■ Aufgabenstellung
- 1) Fasse den Absatz des Textes über Johannisfeuer, der mit „Der Tag der Geburt Johannes des Täufers“ beginnt, als Stichpunktliste zusammen. Alle wesentlichen Fakten müssen erhalten bleiben.
- 2) Führe den Text über Johannisfeuer auf dem Haßlacherberg ab seinem letzten Satz weiter.

─── Seitentext

Johannes der Täufer, Sommersonnenwende und Johannisfeuer
Der Tag der Geburt Johannes des Täufers (Johanni, 24. Juni) und der eng mit ihm in Verbindung stehende Tag der Sommersonnenwende (21. Juni) markieren einen mehrtägigen Zeitraum, in dem brauchtümliche Feuer den Mittelpunkt von Johannis- oder Sonnwendfeiern bilden. Auch auf dem Haßlacherberg gibt es in dieser Zeit alljährlich mehrere Johannisfeiern mit -feuern. Beispielsweise wiesen die Veranstaltungskalender 2008 von Gehülz, Ziegelerden und Seelach insgesamt sechs solche Veranstaltungen auf. In jüngster Vergangenheit verbreitete sich die Sitte, dass Kinder in der Formation eines Fackelzugs zur Feuerstätte ziehen und das aufgehäufte Brennmaterial entzünden.

──────
─── Bereitgestellte Daten

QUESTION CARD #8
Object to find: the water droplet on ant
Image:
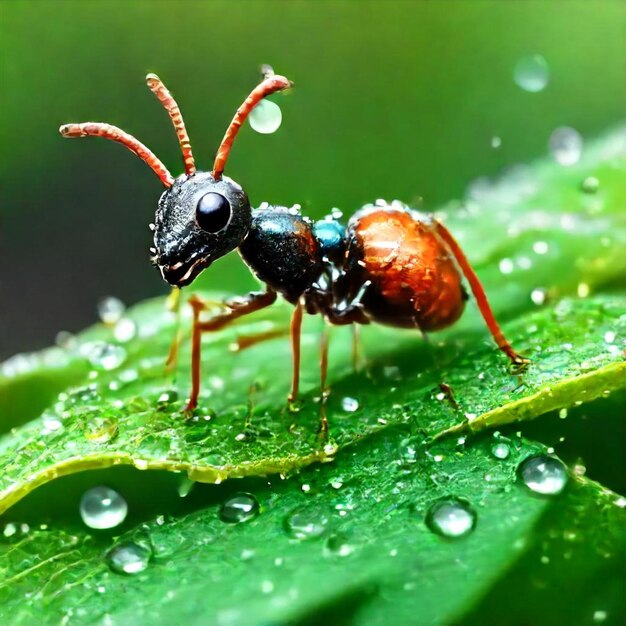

──────

■ Lösungen
- 1)
- Johanni (24. Juni, Geburt Johannes des Täufers) und die Sommersonnenwende (21. Juni) markieren einen mehrtägigen Zeitraum. Brauchtümliche Feuer stehen in dieser Zeit im Mittelpunkt von Johannis- oder Sonnwendfeiern.
- Auf dem Haßlacherberg finden in dieser Zeit alljährlich mehrere Johannisfeiern mit Feuern statt.
- Die Veranstaltungskalender 2008 von Gehülz, Ziegelerden und Seelach verzeichneten zusammen sechs solche Veranstaltungen.
- In jüngster Vergangenheit hat sich eine neue Sitte verbreitet: Kinder ziehen in einem Fackelzug zur Feuerstätte und entzünden das aufgehäufte Brennmaterial.

- 2)
Haben Sie, liebe Leserinnen und Leser dieser Zeilen, Fotos von Johannisfeuern/-feiern auf dem Haßlacherberg? Gerne veröffentlichen wir auf dieser Webseite Ihre schönsten Bilder von solchen Anlässen in den Stadtteilen Gehülz, Ziegelerden und Seelach. Doch zunächst fragen wir nach den Hintergründen dieses Brauchtums und nach der Rolle Johannes des Täufers.
Johannes über Jesus: „Das ist Gottes Lamm“
Johannisfeuer sind die christianisierte Form der Sonnwendfeuer, könnte man vereinfacht sagen. Die Freude über den Sommer und der Sieg von Licht und Leben über Dunkelheit und Tod wurden zum Gedenken an Johannes christlich überformt. Das hängt wohl zusammen mit der besonderen heilsgeschichtlichen Bedeutung von Johannes dem Täufer, der Jesus Christus als den Erlöser offenbar machte. Johannes, dessen hebräischer Name „Gott ist gnädig“ bedeutet, steht als prophetischer Bußprediger zwischen dem Alten und dem Neuen Bund. Er taufte Jesus und stellte ihn vor als „Gottes Lamm, welches der Welt Sünde trägt“ (Johannes-Evangelium, Kapitel 1 Vers 29).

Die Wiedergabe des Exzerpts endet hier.